# start of Data extract
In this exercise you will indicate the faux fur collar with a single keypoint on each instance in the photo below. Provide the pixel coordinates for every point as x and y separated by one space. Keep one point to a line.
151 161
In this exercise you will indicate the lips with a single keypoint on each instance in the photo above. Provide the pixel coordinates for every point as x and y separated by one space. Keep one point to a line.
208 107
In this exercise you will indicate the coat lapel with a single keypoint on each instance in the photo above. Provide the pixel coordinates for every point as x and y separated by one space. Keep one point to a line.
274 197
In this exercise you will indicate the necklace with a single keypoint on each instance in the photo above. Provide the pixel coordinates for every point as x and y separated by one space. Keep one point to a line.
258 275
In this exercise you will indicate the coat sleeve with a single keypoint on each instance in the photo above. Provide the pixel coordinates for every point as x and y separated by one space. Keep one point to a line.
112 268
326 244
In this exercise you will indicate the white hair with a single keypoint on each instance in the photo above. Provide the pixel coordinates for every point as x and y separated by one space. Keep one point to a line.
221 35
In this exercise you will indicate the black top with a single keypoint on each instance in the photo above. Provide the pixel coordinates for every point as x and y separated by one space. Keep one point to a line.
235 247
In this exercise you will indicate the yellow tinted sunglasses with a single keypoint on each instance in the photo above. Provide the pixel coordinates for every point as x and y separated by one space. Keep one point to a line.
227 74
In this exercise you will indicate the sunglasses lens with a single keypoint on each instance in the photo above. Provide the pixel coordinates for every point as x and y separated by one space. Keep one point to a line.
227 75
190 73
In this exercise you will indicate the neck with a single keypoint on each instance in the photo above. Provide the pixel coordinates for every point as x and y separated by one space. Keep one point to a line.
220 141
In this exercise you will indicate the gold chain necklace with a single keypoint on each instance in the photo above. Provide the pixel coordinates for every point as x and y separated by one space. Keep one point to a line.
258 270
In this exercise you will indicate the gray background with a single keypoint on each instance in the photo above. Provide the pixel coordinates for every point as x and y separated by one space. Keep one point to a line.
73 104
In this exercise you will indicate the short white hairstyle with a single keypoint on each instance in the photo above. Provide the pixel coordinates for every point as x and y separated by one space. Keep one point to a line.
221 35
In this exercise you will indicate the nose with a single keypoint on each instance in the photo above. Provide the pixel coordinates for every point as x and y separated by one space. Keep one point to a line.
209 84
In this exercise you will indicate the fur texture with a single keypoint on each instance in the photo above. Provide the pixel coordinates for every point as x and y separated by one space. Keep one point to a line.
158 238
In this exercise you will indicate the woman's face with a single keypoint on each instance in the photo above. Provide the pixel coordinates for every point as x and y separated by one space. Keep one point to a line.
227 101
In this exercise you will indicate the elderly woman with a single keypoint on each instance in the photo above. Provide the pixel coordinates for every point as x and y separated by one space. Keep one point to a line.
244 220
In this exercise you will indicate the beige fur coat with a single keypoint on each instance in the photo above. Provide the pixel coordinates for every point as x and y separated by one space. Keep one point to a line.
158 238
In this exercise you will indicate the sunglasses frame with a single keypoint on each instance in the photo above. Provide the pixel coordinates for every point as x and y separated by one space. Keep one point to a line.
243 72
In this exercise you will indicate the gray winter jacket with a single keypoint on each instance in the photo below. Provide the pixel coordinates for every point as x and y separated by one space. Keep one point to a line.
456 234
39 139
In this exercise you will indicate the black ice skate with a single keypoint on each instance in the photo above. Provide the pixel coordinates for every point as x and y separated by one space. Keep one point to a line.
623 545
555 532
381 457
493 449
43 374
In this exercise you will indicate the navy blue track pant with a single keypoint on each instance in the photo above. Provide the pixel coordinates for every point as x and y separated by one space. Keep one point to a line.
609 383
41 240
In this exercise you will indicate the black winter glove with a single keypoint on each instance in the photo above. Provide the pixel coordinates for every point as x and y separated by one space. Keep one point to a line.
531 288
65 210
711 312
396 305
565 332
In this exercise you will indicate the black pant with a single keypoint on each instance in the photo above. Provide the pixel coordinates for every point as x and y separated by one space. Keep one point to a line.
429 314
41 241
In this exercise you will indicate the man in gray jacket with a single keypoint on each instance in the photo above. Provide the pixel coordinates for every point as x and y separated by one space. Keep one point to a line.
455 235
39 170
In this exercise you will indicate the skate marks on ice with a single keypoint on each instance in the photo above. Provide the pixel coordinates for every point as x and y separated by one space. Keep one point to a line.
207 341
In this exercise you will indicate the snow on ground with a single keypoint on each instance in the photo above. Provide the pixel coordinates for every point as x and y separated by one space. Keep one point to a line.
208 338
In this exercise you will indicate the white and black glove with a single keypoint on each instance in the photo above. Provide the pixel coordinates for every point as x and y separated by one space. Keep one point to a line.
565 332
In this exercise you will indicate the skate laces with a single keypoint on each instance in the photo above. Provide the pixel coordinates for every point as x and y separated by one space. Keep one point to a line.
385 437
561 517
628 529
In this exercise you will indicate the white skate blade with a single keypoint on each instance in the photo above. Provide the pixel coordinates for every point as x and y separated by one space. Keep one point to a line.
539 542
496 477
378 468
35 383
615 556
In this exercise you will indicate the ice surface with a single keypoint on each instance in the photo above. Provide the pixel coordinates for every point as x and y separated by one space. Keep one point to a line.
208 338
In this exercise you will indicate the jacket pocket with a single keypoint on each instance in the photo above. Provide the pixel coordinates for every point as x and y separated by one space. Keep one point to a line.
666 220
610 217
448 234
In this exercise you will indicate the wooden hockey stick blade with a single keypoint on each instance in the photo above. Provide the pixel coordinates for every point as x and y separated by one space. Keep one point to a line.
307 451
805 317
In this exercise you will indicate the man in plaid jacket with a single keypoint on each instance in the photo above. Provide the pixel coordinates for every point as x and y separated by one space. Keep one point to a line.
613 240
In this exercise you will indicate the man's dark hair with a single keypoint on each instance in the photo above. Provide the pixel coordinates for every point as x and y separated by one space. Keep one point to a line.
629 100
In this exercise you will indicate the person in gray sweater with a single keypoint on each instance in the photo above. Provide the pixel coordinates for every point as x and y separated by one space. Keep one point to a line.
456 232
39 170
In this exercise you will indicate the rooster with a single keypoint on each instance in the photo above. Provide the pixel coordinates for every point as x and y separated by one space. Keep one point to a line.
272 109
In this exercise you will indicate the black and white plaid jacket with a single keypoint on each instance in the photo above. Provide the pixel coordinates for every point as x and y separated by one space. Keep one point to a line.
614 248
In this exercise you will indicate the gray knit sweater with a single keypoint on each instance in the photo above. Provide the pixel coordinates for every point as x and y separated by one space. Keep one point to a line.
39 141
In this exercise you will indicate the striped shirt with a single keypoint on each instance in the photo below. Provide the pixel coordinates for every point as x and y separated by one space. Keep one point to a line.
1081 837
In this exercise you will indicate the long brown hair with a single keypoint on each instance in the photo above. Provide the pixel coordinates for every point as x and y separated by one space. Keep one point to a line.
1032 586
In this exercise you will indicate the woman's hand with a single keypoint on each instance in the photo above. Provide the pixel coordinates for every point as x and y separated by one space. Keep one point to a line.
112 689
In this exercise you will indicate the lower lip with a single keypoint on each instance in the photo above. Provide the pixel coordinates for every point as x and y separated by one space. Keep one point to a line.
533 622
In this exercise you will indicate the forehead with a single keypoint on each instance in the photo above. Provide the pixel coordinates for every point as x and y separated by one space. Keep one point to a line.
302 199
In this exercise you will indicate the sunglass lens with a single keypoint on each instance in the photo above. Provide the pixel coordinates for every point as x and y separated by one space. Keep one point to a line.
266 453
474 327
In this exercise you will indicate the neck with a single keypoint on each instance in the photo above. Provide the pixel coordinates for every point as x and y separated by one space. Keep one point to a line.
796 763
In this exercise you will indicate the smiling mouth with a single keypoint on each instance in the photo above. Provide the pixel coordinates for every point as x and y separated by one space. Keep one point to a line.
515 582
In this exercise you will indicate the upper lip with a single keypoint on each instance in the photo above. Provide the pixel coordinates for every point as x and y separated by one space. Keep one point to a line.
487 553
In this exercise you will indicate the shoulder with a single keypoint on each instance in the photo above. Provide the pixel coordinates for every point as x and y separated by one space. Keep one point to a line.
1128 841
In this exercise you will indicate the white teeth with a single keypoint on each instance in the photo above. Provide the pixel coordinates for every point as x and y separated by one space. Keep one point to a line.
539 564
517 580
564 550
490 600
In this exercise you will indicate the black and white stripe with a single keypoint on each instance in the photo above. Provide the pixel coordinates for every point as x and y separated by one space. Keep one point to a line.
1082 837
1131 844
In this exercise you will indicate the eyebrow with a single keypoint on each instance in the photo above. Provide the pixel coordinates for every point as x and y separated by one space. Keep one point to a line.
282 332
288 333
# end of Data extract
Return exactly the lines of the data, and only those, from the line with "In this exercise you will indicate the black and white stripe" through the last line, inclusive.

In this exercise you will indicate the black and white stripe with a single keypoint on each instance in the photo above. Provide the pixel coordinates for every point as x and y separated by one space. Keep one point to a line.
1082 837
1131 844
In this exercise you will indicate the eyebrow with a single keypoint on each instance in the photo above. Provide the pixel coordinates for every point as x and y separated by one space. Keep one point to a line.
282 332
288 333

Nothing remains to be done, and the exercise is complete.